Work instructions:
**1)** In the chapter summaries, why are firefighting applicants asked to set down a full pail of water while exposed to unexpected sounds? Answer in one to three sentences.
**2)** Turn the paragraph of the chapter summaries that begins "7. Der Feuerwehrangestellte" into a short bulleted list, keeping its main facts.
**3)** Proceed with the chapter summaries from after the entry for chapter 9, in the same style.

Source passage:
3. Der Kanzleiangestellte und der kaufmännisch Angestellte covers demands for legal assistants as well as merchants.
4. Der Schriftsetzer und Buchdrucker goes over ideal characteristics for workers in the printing business, specifically for typesetters and printers.
5. Die Telephonistin (switchboard operator) is the only career for women covered in the book.
6. Der Telegraphist und Funker explores available aptitude tests for telegraph and radio operators.
7. Der Feuerwehrangestellte Firefighting is the only occupation for which medical aptitude tests, particularly concerning breathing patterns, are recommended in addition to psychological ones. Notably, psychological aptitude tests include those meant to assess skittishness, for instance by asking an applicant to perform precise movements (set down a full pail of water) while being exposed to unexpected sounds.
8. Der Kriminalbeamte concerns the necessary abilities for work as a police officer and detective.
9. Der Damenfriseur details the skills required by women's hair dressers, such as the ability to perform precise actions with both hands simultaneously.

Collected material:

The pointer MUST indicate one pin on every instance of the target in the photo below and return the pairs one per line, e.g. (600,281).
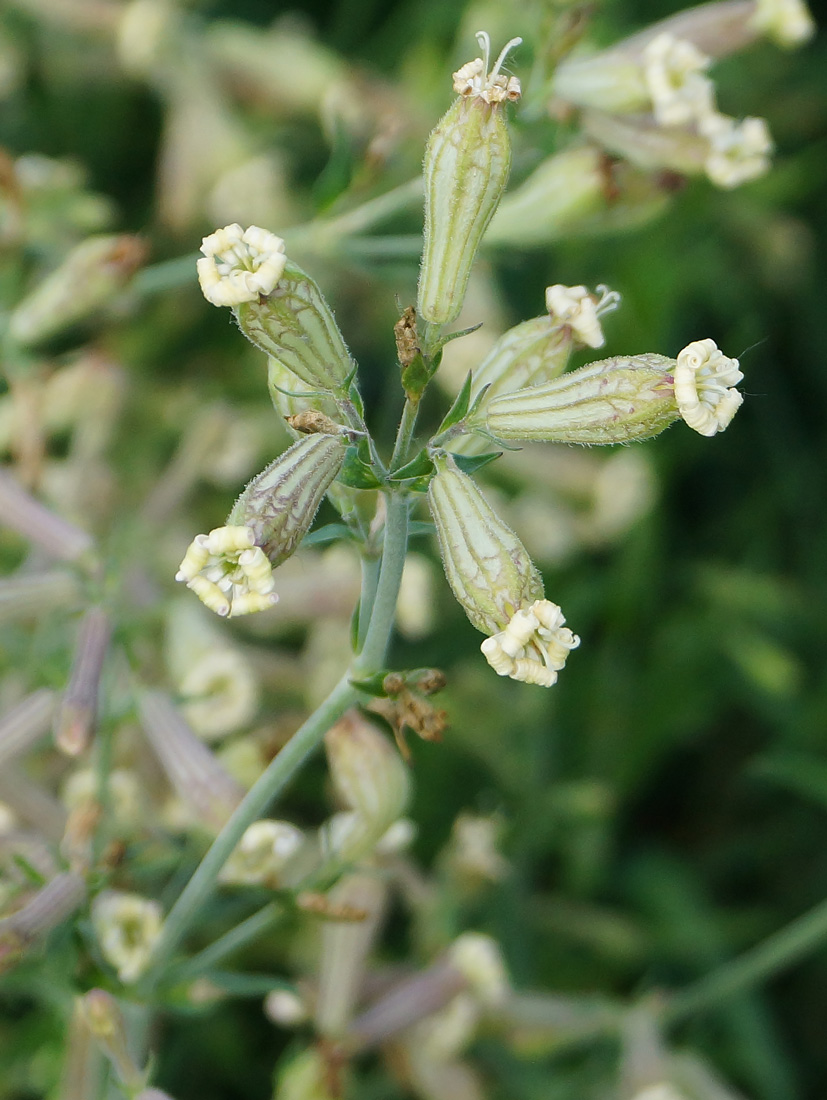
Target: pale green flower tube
(466,165)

Your responses:
**1)** The exercise is a psychological aptitude test for skittishness. The applicant must make a precise movement while unexpected sounds are played, which shows whether sudden noise disrupts their control.

**2)**
- Chapter 7, Der Feuerwehrangestellte, covers firefighting.
- It is the only occupation for which medical aptitude tests are recommended in addition to psychological ones, particularly tests of breathing patterns.
- Its psychological tests include tests of skittishness.
- One example: the applicant sets down a full pail of water while exposed to unexpected sounds.

**3)**
10. Psychotechnisch wenig durcharbeitete Berufe: Holzgewerbe, Baugewerbe, Landwirtschaft, Schneiderberuf, höhere Berufe This section explores careers and occupations with no or poorly developed psychological aptitude tests. This includes jobs in Lumbering, construction, agriculture, tailoring and dressmaking and academia. Despite the lack of established aptitude tests, potential characteristics to test for are discussed. For example, results from questionnaires completed by vocational school teachers for these careers are presented. For instance, a stock breeder is associated with good eyesight (Sehschärfe) and colour vision (Farbentüchtigkeit), well-developed tactile abilities (Feinheit des Tastsinnes), good memory, general intelligence, stamina, cleanliness, an aesthetic sense, as well as the general ability to handle animals.

=== II. Praktischer Wert und Soziale Bedeutung der Psychotechnik ===
The second section of the book concerns the practical and social value of psychotechniques. It introduces criteria to assess the actual accuracy of specific tests in predicting future job performance. Criteria include the direct comparison of the performance of workers selected via aptitude testing and those selected without them, a better performance in aptitude tests by those already working in the corresponding career versus those who have no experience, and a correlation between existing employees' job performance and aptitude test performance.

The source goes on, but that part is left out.